+++ Material for the task

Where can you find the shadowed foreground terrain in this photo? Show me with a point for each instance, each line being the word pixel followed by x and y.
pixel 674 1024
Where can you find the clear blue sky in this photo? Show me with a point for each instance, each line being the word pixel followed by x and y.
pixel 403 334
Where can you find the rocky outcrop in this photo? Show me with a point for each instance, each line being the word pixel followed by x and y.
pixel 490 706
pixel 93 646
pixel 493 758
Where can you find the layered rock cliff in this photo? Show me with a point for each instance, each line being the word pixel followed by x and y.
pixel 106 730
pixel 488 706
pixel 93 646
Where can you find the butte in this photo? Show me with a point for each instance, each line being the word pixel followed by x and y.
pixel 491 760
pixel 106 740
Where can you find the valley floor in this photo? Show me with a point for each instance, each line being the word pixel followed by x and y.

++++++

• [Set problem] Reproduce all of the data above verbatim, line by line, without changing anything.

• [Task response]
Where can you find the shadowed foreground terrain in this photo? Show me with a point for each instance, each line being the word pixel followed by x and y.
pixel 674 1024
Where can you find the clear blue sky in this photo? Show me with a point for each instance, each line being the word pixel followed by x and y.
pixel 403 334
Where can you find the rocky outcrop in this photo? Show me with a point for each instance, each line being the word pixel followed by x and y.
pixel 490 706
pixel 93 646
pixel 493 758
Where can you find the layered rock cliff in this photo? Show me with a point for each instance, each line being the word pixel followed by x and y.
pixel 106 730
pixel 488 706
pixel 93 646
Where can you find the butte in this photo? Show me with a point for each instance, each line being the word pixel followed by x and y.
pixel 491 760
pixel 106 740
Where can you find the valley floor in this photo? Show me with a point for each instance, each line being the word pixel followed by x and y.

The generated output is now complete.